▶ What is required
Format every line of the listing below as a numbered list, leaving out any blank lines.

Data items
▬▬▬

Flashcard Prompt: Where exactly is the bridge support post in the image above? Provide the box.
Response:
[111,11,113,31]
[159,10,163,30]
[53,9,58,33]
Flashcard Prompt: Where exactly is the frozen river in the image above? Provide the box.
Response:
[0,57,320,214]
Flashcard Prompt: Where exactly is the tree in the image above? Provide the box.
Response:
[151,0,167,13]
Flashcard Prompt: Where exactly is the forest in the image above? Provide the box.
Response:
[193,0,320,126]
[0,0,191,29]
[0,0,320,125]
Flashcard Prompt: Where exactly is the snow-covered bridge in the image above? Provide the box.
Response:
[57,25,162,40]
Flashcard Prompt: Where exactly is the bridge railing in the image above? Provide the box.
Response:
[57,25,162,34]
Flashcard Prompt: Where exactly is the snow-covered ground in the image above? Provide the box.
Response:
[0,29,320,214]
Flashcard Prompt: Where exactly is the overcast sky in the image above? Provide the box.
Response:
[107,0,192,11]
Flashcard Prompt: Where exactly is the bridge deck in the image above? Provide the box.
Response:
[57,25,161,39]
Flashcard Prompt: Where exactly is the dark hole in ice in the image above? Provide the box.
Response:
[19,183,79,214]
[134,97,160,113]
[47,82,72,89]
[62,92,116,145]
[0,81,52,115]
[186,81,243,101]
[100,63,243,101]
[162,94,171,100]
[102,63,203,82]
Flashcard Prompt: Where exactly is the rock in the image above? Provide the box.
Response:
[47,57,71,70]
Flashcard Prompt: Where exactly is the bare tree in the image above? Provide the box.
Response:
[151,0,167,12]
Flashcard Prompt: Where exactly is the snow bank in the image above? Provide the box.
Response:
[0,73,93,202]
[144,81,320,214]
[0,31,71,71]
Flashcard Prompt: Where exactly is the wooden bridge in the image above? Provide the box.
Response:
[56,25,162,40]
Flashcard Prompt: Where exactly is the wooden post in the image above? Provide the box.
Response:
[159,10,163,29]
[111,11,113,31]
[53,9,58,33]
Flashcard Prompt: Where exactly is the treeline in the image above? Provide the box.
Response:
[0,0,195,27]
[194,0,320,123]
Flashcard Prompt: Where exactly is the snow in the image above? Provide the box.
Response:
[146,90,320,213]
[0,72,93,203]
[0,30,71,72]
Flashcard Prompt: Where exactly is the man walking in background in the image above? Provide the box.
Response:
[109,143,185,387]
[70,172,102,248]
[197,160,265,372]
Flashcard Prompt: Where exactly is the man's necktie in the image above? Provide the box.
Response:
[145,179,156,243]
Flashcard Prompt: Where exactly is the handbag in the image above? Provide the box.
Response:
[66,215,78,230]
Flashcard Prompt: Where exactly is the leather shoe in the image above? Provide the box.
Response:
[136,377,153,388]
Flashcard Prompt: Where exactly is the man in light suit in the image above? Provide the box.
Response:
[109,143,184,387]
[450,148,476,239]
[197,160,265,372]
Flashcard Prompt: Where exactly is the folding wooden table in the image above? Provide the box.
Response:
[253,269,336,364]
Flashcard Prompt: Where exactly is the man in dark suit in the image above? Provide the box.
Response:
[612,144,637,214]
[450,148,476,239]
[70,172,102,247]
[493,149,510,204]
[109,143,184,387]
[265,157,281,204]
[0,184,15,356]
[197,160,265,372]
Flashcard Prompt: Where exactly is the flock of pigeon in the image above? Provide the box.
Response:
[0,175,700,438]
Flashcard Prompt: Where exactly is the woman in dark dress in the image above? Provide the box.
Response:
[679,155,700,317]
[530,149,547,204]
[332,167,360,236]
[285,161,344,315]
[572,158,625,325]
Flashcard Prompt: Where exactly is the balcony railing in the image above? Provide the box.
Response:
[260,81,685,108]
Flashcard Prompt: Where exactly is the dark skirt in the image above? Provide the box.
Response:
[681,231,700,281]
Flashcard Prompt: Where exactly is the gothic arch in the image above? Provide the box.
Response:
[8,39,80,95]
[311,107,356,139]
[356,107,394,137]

▬▬▬

▶ Complete answer
1. Flashcard Prompt: Where exactly is the bridge support post in the image above? Provide the box.
2. Response:
3. [111,11,113,31]
4. [159,10,163,30]
5. [53,9,58,33]
6. Flashcard Prompt: Where exactly is the frozen river in the image above? Provide the box.
7. Response:
8. [0,57,320,214]
9. Flashcard Prompt: Where exactly is the tree in the image above? Provide the box.
10. Response:
11. [151,0,167,13]
12. Flashcard Prompt: Where exactly is the forest in the image above? Provide the box.
13. Response:
14. [193,0,320,126]
15. [0,0,191,29]
16. [0,0,320,125]
17. Flashcard Prompt: Where exactly is the snow-covered bridge in the image above? Provide the box.
18. Response:
19. [57,25,162,40]
20. Flashcard Prompt: Where exactly is the bridge railing in the image above? Provide the box.
21. Response:
22. [57,25,162,34]
23. Flashcard Prompt: Where exactly is the snow-covered ground in the image above? Provide the box.
24. Response:
25. [0,29,320,214]
26. Flashcard Prompt: Where exactly is the overcast sky in the image above? Provide the box.
27. Response:
28. [107,0,192,11]
29. Flashcard Prompt: Where exactly is the bridge deck in the image above? Provide the box.
30. Response:
31. [57,25,161,39]
32. Flashcard Prompt: Where exactly is the dark hole in ice in the image above? Provide the box.
33. Response:
34. [19,183,79,214]
35. [134,97,160,113]
36. [47,82,72,89]
37. [62,92,116,145]
38. [0,81,52,115]
39. [186,81,243,101]
40. [100,63,243,101]
41. [162,94,171,100]
42. [102,63,203,82]
43. Flashcard Prompt: Where exactly is the rock in the image above? Provide the box.
44. Response:
45. [47,57,71,70]
46. Flashcard Prompt: Where exactly is the bare tree in the image above? Provide the box.
47. Response:
48. [151,0,167,12]
49. Flashcard Prompt: Where exactly is the snow bank in the image above? Provide the box.
50. Response:
51. [0,73,93,202]
52. [144,81,320,214]
53. [0,31,71,71]
54. Flashcard Prompt: Where exactly is the wooden bridge in the image above? Provide the box.
55. Response:
56. [56,25,162,40]
57. Flashcard Prompt: Where exactly is the wooden post in the image above? Provide the box.
58. Response:
59. [159,10,163,29]
60. [111,11,113,31]
61. [53,9,58,33]
62. Flashcard Prompt: Where exactly is the treeline in the image above? Provide the box.
63. Response:
64. [0,0,195,27]
65. [194,0,320,123]
66. Flashcard Prompt: Where exactly is the snow in the image above? Provide the box.
67. Response:
68. [146,90,320,213]
69. [0,72,93,203]
70. [0,30,71,72]
71. Flashcard Prompt: Where exactly is the man walking in background in the image above? Provide the box.
72. Response:
73. [109,143,185,387]
74. [70,172,102,248]
75. [197,160,265,372]
76. Flashcard Prompt: Where exactly is the man's necktie in the image above? Provide the box.
77. Response:
78. [145,179,156,243]
79. Flashcard Prompt: Where exactly is the handbag in the image above? Provide the box.
80. Response:
81. [66,215,78,230]
82. Flashcard Prompt: Where exactly is the leather shoe in the image above? Provide the box.
83. Response:
84. [136,377,153,388]
85. Flashcard Prompt: Where exactly is the man in light suit in the image above? Provide the box.
86. Response:
87. [109,143,184,387]
88. [450,148,476,239]
89. [197,160,265,372]
90. Flashcard Prompt: Where exactly is the folding wooden table in the image above? Provide the box.
91. Response:
92. [253,269,336,364]
93. Flashcard Prompt: Where exactly is the man in dark suit in the image above? Provide the box.
94. Response:
95. [612,144,637,214]
96. [450,148,476,239]
97. [70,172,102,247]
98. [493,149,510,204]
99. [109,143,184,387]
100. [265,157,281,204]
101. [0,184,15,356]
102. [197,160,265,372]
103. Flashcard Prompt: Where exactly is the flock of pigeon in the image above? Provide the box.
104. Response:
105. [0,175,700,438]
106. Flashcard Prompt: Where exactly is the woman in dark dress in the image above? Provide the box.
107. Response:
108. [679,155,700,317]
109. [530,149,547,204]
110. [332,167,360,236]
111. [285,161,344,315]
112. [572,158,625,325]
113. Flashcard Prompt: Where exactly is the balcony railing in the image above? Provide the box.
114. Response:
115. [260,81,685,108]
116. Flashcard Prompt: Where exactly is the dark skirt in the image above? Provide the box.
117. Response:
118. [681,231,700,281]
119. Flashcard Prompt: Where exactly is the gothic arch in the image above? Provide the box.
120. Response:
121. [8,39,80,95]
122. [311,107,356,139]
123. [356,107,394,137]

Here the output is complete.